*Data provided*:
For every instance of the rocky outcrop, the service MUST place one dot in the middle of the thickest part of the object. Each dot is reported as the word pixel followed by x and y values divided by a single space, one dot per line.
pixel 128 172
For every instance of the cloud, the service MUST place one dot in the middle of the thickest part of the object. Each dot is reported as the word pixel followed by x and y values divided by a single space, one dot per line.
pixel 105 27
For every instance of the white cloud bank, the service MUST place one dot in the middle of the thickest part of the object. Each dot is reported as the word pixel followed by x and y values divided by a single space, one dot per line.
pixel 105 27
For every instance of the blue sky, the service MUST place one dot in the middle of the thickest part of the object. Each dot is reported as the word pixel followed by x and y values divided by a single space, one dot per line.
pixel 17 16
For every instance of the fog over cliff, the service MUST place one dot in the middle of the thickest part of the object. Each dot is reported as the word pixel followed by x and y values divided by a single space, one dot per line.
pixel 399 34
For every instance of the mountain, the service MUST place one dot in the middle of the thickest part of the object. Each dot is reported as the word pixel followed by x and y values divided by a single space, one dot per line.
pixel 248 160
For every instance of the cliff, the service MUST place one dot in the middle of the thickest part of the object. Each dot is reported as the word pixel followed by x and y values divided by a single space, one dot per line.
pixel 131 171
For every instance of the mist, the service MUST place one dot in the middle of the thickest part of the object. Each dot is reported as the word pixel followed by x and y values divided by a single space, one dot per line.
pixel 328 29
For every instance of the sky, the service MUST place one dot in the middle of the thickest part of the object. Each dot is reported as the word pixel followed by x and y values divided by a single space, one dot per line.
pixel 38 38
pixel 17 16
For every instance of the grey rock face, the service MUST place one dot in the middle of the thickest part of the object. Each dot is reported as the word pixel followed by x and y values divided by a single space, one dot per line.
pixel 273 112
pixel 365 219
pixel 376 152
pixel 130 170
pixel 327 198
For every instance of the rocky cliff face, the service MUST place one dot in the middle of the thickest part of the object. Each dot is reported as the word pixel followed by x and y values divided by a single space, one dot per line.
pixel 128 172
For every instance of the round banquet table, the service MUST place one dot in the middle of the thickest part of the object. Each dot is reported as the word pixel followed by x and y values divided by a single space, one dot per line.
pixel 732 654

*Challenge*: Print exactly the lines from the one containing "For every instance of the cliff, the" through the one containing "pixel 327 198", including both of those lines.

*Correct response*:
For every instance of the cliff, the service MUST place one dot in the middle of the thickest part of the object. Each dot is reported as the word pixel followed by x and y values divided by a single space, one dot per line.
pixel 131 171
For every instance of the mist, the service MUST place one dot in the middle of the thickest part of the object. Each dot is reported as the word pixel followed by x and y values divided by a single space, one dot per line.
pixel 328 29
For every instance of the sky, the service MUST place one dot in the middle of the thickest part of the object. Each dot is reported as the word pixel followed by x and y values divided by a single space, one dot per line.
pixel 38 38
pixel 17 16
For every instance of the grey rock face, the service MUST place one dot in the middle of the thickest part of the object. Each dot is reported as the word pixel followed by x and y values divided by a single space, one dot per line.
pixel 273 112
pixel 365 219
pixel 376 152
pixel 130 170
pixel 327 198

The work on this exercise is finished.